▶ **Trecho citado**:
= = = = = = =

Crédito das fotos: Felipe Ballin

Por Ney Anderson

Em homenagem aos 10 anos do Angústia Criadora, escritores de todo o país falaram com exclusividade ao site sobre literatura, processo criativo, a importância da escrita ficcional para o mundo e para a vida e diversos outros assuntos. Leia a entrevista a seguir com o convidado de hoje. Divulgue nas suas redes sociais. Acompanhe o Angústia Criadora também no Instagram: @angustiacriadora e Facebook: https://facebook.com/AngustiaCriadora

*********************

André Timm é natural de Porto Alegre e radicado em Chapecó, SC, desde 2004. É autor de Insônia (2011) e Modos Inacabados de Morrer, romance finalista do Prêmio São Paulo de Literatura (2017) e publicado na Itália. Em 2018, venceu o Prêmio Off Flip da Festa Literária Internacional de Paraty. Em 2020, publicou seu segundo romance, Morte Sul Peste Oeste.

*********************

O que é literatura?

A literatura não é uma coisa só, é muitas, e muda para cada escritor e cada leitor. A escrita e a leitura são, ambas, modos de perseguir as respostas para este e outros mistérios internos que cada um de nós carrega dentro de si.

O que é escrever ficção?

O homem que veste-se de mulher no carnaval. A moça que usa um filtro na rede social. A criança que se traja de super-herói. Todos nós que somos uma outra coisa por trás dos monitores. Cada um de nós anseia ser outro, ainda que momentaneamente. Escrever ficção é o exercício de criar as possibilidades para que esse desejo se concretize.

Escrever é um ato político? Por qual motivo?

Não necessariamente, embora, nos tempos atuais, seria ótimo que sempre que fosse. Diante da barbárie, do retrocesso, do obscurantismo, cada livro é uma oportunidade de lançar uma garrafa ao mar na esperança de que a mensagem posta encontre alguém. Assim, cada livro despido de intenção política é também uma oportunidade perdida.

Você escreve para oferecer o quê ao mundo?

Escrevo para que as pessoas tenham a oportunidade de serem outras.

O que pretende tocar com a palavra literária, com a ficção?

Já foi dito que a arte toca o vazio. Lourenço Mutarelli vai além e aponta que cria para revestir o vazio. Como se para perceber uma presença invisível, lançasse pó ou tinta para adivinhar suas formas e seu lugar no espaço. Escrever é um tanto isso, uma tentativa não apenas de tocar, mas de revestir os mistérios que nos assombram.

= = = = = = =

▶ **Linhas extraídas**:
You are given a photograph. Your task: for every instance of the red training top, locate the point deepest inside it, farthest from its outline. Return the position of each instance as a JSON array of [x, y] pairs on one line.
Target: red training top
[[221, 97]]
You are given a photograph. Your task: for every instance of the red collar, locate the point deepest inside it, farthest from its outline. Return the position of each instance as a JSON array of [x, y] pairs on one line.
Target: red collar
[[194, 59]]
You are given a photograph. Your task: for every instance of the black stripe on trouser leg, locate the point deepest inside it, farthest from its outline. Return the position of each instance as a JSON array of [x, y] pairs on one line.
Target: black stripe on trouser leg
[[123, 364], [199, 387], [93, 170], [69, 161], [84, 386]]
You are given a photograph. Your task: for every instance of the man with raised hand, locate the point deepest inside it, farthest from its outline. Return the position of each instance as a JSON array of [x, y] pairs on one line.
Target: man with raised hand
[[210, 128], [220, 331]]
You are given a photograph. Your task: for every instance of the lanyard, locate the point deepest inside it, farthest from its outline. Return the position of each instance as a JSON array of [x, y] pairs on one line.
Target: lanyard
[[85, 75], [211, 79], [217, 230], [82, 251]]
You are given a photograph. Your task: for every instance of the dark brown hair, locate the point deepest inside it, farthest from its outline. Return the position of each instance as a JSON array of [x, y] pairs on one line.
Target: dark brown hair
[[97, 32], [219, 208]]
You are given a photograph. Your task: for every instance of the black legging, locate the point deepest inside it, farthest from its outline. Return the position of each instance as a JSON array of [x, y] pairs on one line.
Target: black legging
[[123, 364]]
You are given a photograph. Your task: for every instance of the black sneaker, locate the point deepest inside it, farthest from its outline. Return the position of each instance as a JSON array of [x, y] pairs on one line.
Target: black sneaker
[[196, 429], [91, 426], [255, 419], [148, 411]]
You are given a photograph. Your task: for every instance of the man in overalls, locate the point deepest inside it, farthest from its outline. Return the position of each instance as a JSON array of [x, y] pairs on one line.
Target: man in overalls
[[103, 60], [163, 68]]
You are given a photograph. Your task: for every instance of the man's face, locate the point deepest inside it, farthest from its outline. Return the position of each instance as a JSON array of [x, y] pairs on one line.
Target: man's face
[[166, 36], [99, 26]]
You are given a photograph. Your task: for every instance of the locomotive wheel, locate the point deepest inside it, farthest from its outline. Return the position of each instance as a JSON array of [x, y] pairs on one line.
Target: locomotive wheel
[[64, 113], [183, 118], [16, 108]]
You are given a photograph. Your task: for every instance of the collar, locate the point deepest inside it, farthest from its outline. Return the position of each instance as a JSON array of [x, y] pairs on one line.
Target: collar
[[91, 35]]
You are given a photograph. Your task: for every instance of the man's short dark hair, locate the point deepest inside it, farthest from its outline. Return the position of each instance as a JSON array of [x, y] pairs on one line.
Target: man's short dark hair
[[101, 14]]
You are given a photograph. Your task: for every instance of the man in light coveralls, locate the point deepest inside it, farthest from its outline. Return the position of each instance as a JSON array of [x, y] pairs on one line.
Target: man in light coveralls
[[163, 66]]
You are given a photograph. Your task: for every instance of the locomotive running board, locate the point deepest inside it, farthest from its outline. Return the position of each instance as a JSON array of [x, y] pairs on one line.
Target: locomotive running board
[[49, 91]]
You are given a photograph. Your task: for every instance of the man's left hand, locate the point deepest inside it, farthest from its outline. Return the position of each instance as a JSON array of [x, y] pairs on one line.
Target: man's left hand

= = = = = = =

▶ **O exercício**: Reescreva o trecho da entrevista começando em "O que é escrever" e seguindo até "uma oportunidade perdida.", trocando "super-herói" por "pirata".

▶ **Resultado**:
O que é escrever ficção?

O homem que veste-se de mulher no carnaval. A moça que usa um filtro na rede social. A criança que se traja de pirata. Todos nós que somos uma outra coisa por trás dos monitores. Cada um de nós anseia ser outro, ainda que momentaneamente. Escrever ficção é o exercício de criar as possibilidades para que esse desejo se concretize.

Escrever é um ato político? Por qual motivo?

Não necessariamente, embora, nos tempos atuais, seria ótimo que sempre que fosse. Diante da barbárie, do retrocesso, do obscurantismo, cada livro é uma oportunidade de lançar uma garrafa ao mar na esperança de que a mensagem posta encontre alguém. Assim, cada livro despido de intenção política é também uma oportunidade perdida.